(Do this):
Using the forum thread about .22 shells, answer these questions and number your answers to match:
1. How many boxes of .22 shells did Sea-r-cy buy?
2. What work does KingCrab say he does?
3. What has CCC used Wal Mart for over the years?
====== Selected passage
# Finally, got some more .22 shells



## Sea-r-cy (Oct 3, 2007)

Getting the oil changed at Wally World the other day. I was roaming around the store waiting for my truck to get ready, when I spotted a shopping cart full of cases of ammo behind the sporting goods counter. I asked, then bought 3 boxes of .22 shells. First I've seen in a year or so. :yes:


----------



## KingCrab (Apr 29, 2012)

:noon't know if the shells are worth the possible engine troubles of a Wally World oil changer? I may go there for my next eye exam,,,, Not ! Do they service your boat there? I'm a mechanic. They scare me. How long u been using them?


----------



## CCC (Sep 3, 2008)

I have used Wal Mart for YEARS for my oil changes, never a problem, Way to go on the .22's, I still have not seen any ! : (


----------



## Firefishvideo (Jul 1, 2010)

Congrats on the .22!
============
====== Provided data
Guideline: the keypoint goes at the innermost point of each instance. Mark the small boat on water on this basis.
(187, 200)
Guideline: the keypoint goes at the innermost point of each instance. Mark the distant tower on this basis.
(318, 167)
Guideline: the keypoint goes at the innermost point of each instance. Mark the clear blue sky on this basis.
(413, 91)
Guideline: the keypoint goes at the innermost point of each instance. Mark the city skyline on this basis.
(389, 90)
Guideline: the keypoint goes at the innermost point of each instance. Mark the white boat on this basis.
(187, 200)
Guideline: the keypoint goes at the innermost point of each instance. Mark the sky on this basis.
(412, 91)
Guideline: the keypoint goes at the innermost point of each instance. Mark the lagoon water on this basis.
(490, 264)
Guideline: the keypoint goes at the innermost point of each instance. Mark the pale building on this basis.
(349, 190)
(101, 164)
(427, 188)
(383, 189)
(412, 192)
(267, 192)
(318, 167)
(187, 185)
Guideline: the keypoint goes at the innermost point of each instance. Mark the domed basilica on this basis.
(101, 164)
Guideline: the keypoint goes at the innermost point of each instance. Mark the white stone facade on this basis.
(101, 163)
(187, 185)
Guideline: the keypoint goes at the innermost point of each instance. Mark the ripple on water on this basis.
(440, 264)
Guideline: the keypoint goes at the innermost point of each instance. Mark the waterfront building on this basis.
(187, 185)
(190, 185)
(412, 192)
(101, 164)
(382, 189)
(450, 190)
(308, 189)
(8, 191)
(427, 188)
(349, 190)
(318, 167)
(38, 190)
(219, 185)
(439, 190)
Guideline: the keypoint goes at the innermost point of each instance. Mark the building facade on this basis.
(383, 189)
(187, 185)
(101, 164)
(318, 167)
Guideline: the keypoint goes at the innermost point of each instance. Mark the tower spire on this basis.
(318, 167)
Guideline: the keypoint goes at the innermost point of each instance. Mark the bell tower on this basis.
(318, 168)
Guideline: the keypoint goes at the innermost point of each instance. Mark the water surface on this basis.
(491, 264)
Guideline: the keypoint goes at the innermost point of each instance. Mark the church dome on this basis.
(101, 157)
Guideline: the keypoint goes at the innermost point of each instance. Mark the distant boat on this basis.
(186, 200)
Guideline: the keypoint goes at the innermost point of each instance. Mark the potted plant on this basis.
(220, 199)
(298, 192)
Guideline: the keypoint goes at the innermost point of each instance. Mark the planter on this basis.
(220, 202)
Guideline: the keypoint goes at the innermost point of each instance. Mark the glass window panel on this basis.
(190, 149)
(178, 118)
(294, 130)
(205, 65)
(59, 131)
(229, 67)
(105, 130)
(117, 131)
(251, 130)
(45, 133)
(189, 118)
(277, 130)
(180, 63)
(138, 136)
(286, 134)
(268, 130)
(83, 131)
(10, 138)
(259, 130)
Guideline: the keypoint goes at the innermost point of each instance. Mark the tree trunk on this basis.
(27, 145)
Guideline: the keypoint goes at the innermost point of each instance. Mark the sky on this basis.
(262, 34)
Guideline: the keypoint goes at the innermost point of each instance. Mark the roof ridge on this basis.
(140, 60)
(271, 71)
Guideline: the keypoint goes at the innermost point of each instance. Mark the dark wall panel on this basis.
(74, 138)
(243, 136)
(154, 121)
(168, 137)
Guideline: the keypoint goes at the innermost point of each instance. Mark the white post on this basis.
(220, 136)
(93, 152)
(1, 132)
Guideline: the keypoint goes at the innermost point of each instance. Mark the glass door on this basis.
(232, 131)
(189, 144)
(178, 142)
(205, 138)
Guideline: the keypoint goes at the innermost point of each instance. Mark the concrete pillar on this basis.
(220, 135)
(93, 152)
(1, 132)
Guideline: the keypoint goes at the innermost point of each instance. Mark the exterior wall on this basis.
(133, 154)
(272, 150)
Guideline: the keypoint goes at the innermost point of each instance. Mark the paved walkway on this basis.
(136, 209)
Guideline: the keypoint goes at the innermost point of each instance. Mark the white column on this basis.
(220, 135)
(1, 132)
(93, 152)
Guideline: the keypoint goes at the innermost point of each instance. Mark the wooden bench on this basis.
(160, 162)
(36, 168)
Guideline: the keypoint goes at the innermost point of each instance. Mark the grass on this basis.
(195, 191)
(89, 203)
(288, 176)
============
(Answer for this exercise):
1. 3 boxes
2. He is a mechanic.
3. Oil changes